Data supplied:
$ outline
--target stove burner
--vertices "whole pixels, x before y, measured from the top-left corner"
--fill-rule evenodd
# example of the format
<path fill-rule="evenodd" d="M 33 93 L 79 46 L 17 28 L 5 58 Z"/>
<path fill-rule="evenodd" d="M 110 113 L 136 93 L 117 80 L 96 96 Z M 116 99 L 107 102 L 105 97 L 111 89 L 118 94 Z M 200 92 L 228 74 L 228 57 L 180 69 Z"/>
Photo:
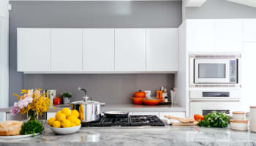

Task description: Reproduce the listing with "stove burner" replaced by "oven knob" and every other line unchanged. Omit the pictures.

Output:
$ outline
--target oven knob
--vertices "whole pixels, x before y, measured from the top-left corner"
--fill-rule evenodd
# example of the format
<path fill-rule="evenodd" d="M 33 93 L 79 46 L 17 28 L 5 58 Z"/>
<path fill-rule="evenodd" d="M 110 113 L 136 93 L 117 80 L 96 96 Z M 116 99 L 107 102 L 105 97 L 111 89 L 118 94 Z M 200 92 L 228 74 L 228 57 L 180 69 Z"/>
Photo:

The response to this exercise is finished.